** start of Records for this exercise **

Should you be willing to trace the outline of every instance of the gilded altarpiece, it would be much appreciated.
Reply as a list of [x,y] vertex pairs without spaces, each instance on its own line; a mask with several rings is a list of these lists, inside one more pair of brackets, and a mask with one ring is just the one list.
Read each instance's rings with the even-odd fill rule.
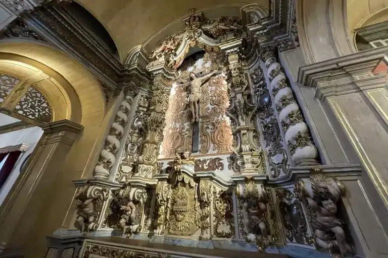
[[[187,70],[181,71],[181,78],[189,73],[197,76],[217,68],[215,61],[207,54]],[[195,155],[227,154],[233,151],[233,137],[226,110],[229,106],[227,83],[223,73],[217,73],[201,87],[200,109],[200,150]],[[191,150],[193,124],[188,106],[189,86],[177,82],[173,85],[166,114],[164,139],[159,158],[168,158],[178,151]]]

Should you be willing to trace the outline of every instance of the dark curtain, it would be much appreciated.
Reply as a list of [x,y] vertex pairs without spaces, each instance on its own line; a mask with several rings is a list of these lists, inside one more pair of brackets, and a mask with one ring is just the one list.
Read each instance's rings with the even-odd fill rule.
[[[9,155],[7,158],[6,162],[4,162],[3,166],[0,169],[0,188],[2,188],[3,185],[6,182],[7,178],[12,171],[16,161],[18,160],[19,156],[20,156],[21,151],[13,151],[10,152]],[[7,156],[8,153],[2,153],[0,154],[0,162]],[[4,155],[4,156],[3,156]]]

** end of Records for this exercise **

Reproduce all of the lines above verbatim, leaving out the pictures.

Exercise answer:
Should you be willing to trace the outline of every instance of the gilded altarpiece, it would be much appreciated.
Reply as a list of [x,y] vertex pairs without spaces, each instance on its own line; a mask with several rings is a list of these lists, inside one more pair of brackets, and a mask with one ring is just the one list.
Read each instance's rings with the even-odd fill rule.
[[[187,70],[181,71],[181,78],[189,73],[197,76],[217,68],[215,61],[207,54]],[[195,155],[227,154],[233,151],[233,137],[226,110],[229,106],[227,83],[223,73],[217,73],[201,87],[200,109],[200,150]],[[191,150],[193,124],[188,106],[189,86],[177,82],[173,85],[166,114],[164,139],[159,158],[168,158],[178,151]]]

Should you be willing to trace the outline of every instance of the dark curtain, it would be much appreciated.
Reply as a list of [x,y] vertex pairs without spaces, each instance on its own line; a mask with several rings is a list of these lists, inside one more pair of brackets, and a mask with one ring is just the one list.
Read each instance's rings with the even-odd fill rule.
[[[9,155],[7,158],[6,162],[4,162],[3,166],[0,169],[0,188],[2,188],[3,185],[6,182],[7,178],[12,171],[16,161],[18,160],[19,156],[20,156],[21,151],[13,151],[10,152]],[[7,156],[8,153],[2,153],[0,154],[0,162]],[[4,155],[4,156],[3,156]]]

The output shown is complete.